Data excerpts
"""

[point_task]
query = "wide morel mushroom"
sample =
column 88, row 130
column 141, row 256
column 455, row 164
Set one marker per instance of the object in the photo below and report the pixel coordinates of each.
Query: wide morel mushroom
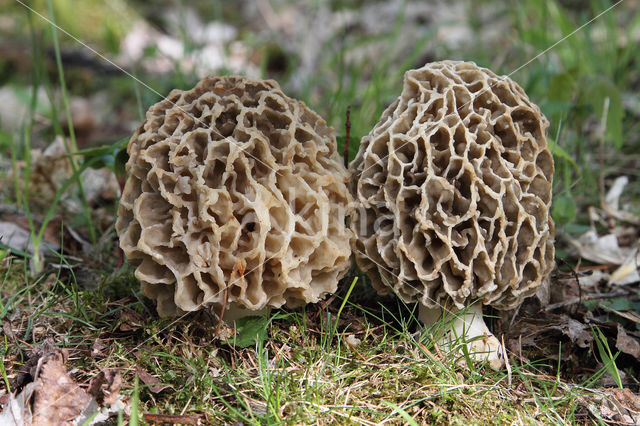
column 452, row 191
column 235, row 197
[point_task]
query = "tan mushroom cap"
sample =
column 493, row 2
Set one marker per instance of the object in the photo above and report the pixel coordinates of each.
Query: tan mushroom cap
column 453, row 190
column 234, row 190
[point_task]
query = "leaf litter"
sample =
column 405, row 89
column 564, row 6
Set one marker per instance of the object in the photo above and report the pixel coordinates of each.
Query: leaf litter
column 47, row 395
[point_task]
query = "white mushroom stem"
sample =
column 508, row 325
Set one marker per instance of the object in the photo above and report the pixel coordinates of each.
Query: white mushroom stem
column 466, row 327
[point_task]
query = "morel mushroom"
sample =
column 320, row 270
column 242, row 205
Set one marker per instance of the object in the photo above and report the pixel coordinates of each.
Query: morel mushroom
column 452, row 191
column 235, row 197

"""

* Exercise aim *
Starting at the first line of the records above, set down each line exactly through the one that holds "column 564, row 6". Omit pictures.

* Response to the exercise *
[point_task]
query = "wide morel mushroom"
sample =
column 88, row 130
column 141, row 256
column 455, row 164
Set one marker per instance of the object in the photo below and report the pixel coordinates of each.
Query: wide morel mushroom
column 452, row 191
column 235, row 197
[point_task]
query = "tan mushroom cap"
sample =
column 493, row 2
Set one marker per instance of the object in the photo above and report the pixel coordinates of each.
Query: tan mushroom cap
column 453, row 190
column 234, row 190
[point_task]
query = "leaf litter"
sample =
column 405, row 89
column 564, row 6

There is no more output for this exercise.